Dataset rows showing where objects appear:

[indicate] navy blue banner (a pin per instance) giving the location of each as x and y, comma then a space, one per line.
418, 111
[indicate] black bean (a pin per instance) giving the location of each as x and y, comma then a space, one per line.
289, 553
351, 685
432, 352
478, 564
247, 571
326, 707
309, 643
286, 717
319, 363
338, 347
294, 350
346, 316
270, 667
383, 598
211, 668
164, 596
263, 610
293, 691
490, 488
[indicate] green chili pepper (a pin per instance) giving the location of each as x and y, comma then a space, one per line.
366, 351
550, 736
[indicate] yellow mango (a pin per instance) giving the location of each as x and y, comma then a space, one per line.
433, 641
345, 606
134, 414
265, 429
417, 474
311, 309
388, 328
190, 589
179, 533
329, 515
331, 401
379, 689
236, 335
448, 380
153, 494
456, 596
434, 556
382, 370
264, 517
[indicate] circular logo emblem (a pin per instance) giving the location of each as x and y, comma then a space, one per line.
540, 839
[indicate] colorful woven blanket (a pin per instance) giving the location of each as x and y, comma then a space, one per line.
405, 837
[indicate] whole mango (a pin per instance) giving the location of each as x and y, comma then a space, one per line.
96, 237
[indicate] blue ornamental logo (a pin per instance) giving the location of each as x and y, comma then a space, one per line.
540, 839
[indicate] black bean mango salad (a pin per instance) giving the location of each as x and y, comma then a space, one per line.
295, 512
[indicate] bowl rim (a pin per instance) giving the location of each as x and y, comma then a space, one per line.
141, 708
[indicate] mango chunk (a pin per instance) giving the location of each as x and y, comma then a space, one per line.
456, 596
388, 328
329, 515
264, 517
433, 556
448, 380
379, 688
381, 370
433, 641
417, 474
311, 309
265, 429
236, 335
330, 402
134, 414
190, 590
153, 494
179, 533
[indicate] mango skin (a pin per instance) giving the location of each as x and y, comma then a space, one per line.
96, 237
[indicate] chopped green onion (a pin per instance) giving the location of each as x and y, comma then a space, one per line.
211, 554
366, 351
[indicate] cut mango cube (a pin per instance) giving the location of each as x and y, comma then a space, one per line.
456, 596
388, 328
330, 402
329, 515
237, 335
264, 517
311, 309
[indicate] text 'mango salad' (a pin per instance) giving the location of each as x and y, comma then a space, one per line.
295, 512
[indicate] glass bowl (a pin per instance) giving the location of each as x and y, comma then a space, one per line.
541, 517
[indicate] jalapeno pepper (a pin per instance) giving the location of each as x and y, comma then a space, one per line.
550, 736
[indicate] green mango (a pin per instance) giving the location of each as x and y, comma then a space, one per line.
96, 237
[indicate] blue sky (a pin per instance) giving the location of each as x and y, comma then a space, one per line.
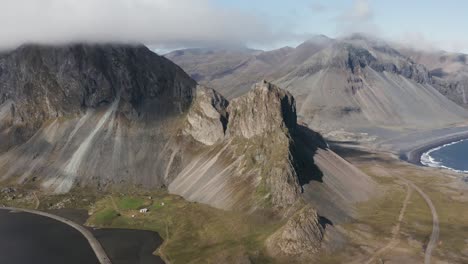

→ Written request:
Copy the stretch of the listing above from the line containing "[indicate] text 'mango" through the end of the listing, keeping the requests and shifting every x and y coordinate in the answers up by 73. Leave the pictures out.

→ Complete answer:
[indicate] text 'mango salad' (a pin per instance) giving the location of each as x and y, comma then a space, one per line.
368, 585
[indicate] glass bowl (a pin per instance) giving the location of each as x and y, comma then a space, one per line.
614, 590
[indicate] jalapeno pepper (a pin per instance) giving the location of each as x and y, comma then a space, one per line.
623, 809
[indicate] green mango (a pin per instance) giving the location of each as x and y, comma then a space, one per line.
169, 310
[indicate] blue sky (a pin per instance) giving the location of each as x and y, comma then a space, one per line.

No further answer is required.